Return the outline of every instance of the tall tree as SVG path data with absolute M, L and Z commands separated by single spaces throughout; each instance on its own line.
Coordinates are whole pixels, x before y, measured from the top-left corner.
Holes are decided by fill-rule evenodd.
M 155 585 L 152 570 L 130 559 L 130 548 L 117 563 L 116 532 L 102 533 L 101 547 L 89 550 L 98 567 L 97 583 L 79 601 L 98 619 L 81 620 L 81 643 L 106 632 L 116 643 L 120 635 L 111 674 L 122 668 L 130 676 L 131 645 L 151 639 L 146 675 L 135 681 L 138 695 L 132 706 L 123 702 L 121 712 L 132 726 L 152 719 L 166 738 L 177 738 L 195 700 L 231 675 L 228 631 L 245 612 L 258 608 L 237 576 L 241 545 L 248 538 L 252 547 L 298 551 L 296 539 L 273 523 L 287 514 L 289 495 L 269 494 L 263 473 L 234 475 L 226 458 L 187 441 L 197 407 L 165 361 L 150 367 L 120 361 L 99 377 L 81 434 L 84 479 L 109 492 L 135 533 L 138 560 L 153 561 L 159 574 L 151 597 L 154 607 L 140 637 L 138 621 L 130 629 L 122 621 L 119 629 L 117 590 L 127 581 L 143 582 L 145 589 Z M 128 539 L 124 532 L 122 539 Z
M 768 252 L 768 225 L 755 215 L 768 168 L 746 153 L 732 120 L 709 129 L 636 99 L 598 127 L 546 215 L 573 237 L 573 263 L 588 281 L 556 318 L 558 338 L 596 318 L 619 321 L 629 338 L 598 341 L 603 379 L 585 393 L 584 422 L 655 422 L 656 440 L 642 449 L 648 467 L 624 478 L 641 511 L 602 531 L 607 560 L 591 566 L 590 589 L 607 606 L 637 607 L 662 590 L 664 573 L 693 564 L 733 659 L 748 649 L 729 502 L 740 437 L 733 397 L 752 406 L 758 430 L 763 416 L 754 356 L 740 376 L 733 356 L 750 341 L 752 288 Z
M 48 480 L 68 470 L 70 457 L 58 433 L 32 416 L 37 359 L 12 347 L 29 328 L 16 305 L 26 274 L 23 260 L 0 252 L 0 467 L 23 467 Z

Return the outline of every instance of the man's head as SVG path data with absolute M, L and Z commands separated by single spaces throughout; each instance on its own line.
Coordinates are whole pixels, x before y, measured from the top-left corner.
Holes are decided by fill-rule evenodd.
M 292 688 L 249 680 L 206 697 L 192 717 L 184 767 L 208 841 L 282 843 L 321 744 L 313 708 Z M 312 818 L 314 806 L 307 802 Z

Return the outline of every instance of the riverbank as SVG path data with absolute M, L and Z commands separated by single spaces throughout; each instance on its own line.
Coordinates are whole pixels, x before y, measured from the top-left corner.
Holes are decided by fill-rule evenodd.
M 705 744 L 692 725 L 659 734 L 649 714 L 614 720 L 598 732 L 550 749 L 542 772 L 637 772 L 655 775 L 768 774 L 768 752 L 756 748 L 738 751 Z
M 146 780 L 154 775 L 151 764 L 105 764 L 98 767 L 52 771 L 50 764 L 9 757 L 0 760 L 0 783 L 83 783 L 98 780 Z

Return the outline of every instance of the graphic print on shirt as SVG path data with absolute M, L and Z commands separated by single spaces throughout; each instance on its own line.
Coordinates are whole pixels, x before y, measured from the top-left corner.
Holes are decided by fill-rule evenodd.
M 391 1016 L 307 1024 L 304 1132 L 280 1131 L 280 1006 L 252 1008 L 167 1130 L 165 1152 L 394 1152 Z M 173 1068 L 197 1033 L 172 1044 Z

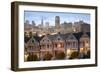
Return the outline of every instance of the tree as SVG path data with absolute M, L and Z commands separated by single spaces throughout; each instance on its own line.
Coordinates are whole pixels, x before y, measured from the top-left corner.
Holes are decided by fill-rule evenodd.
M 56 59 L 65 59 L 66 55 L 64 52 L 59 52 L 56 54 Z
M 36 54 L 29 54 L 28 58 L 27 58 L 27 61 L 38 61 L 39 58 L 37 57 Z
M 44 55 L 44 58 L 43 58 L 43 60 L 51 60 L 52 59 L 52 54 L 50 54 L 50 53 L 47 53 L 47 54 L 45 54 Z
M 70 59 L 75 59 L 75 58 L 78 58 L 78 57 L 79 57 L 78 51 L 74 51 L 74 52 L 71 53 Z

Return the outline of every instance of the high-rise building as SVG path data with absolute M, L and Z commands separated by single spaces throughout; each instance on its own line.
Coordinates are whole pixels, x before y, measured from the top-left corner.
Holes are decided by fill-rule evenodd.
────────────────
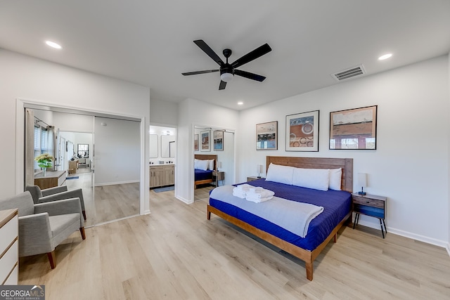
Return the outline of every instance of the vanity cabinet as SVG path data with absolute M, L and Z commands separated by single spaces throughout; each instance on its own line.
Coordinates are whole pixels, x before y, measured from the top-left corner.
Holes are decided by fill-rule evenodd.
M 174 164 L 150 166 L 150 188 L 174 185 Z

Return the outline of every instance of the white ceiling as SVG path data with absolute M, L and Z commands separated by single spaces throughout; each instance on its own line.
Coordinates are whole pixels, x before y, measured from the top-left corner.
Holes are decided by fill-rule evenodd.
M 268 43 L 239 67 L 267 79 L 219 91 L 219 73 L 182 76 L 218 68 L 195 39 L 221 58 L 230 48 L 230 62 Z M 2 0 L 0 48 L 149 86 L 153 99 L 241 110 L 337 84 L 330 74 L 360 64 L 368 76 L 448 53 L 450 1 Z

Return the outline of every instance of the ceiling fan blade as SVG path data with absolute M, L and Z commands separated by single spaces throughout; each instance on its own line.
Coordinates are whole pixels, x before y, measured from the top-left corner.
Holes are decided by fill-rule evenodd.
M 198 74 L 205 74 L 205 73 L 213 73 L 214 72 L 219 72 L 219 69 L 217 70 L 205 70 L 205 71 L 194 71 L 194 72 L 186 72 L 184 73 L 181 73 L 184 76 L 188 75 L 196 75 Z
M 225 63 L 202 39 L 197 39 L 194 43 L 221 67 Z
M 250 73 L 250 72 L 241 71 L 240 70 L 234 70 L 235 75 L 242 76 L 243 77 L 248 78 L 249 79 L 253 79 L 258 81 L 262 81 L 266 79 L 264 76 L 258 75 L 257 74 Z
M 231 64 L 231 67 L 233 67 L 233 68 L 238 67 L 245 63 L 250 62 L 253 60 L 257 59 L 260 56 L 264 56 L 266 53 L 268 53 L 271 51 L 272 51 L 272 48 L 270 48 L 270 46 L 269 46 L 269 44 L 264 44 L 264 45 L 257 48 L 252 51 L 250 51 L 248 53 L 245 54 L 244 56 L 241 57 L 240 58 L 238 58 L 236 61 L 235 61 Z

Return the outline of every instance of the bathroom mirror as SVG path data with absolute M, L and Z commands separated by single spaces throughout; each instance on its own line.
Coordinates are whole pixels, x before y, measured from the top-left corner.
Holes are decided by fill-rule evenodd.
────────────────
Reproduce, unchanged, the stretch of rows that opens with the row containing "Return the outline of every instance of the tall" and closes with the row containing "M 768 252 L", including both of those rows.

_THE ANSWER_.
Return the outline of every instance of the tall tree as SVG path data with absolute M, L and Z commands separated by single spaces throughout; each instance on its own line.
Coordinates are whole pixels, x before y, measured from the top-left corner.
Holes are decided by fill-rule evenodd.
M 155 585 L 152 570 L 130 559 L 130 548 L 117 563 L 116 532 L 102 533 L 101 547 L 89 550 L 98 567 L 97 583 L 79 601 L 98 619 L 81 620 L 81 643 L 106 632 L 116 643 L 120 635 L 111 674 L 122 668 L 130 676 L 131 645 L 151 639 L 146 675 L 135 681 L 138 695 L 132 706 L 123 702 L 121 712 L 132 726 L 152 719 L 166 738 L 177 738 L 195 700 L 231 675 L 228 631 L 245 612 L 258 608 L 237 576 L 241 545 L 248 538 L 252 547 L 298 551 L 296 539 L 273 523 L 287 514 L 289 495 L 269 494 L 263 473 L 234 475 L 226 458 L 187 441 L 197 407 L 165 361 L 150 367 L 120 361 L 99 377 L 81 434 L 84 479 L 109 492 L 135 533 L 138 560 L 153 561 L 159 574 L 151 597 L 154 607 L 140 637 L 138 621 L 130 629 L 122 621 L 119 629 L 117 590 L 127 581 L 143 582 L 145 589 Z M 128 539 L 124 532 L 122 539 Z
M 768 252 L 768 225 L 755 215 L 768 168 L 746 153 L 732 120 L 709 129 L 636 99 L 598 127 L 546 215 L 573 237 L 573 263 L 588 281 L 556 318 L 558 338 L 596 318 L 619 321 L 629 338 L 598 341 L 603 379 L 585 393 L 584 422 L 655 422 L 656 440 L 642 449 L 648 467 L 624 478 L 641 511 L 602 531 L 607 560 L 591 566 L 590 589 L 607 606 L 637 607 L 662 590 L 664 573 L 693 564 L 733 659 L 748 649 L 729 502 L 740 437 L 733 397 L 752 406 L 758 430 L 763 416 L 754 356 L 740 376 L 733 356 L 750 341 L 752 288 Z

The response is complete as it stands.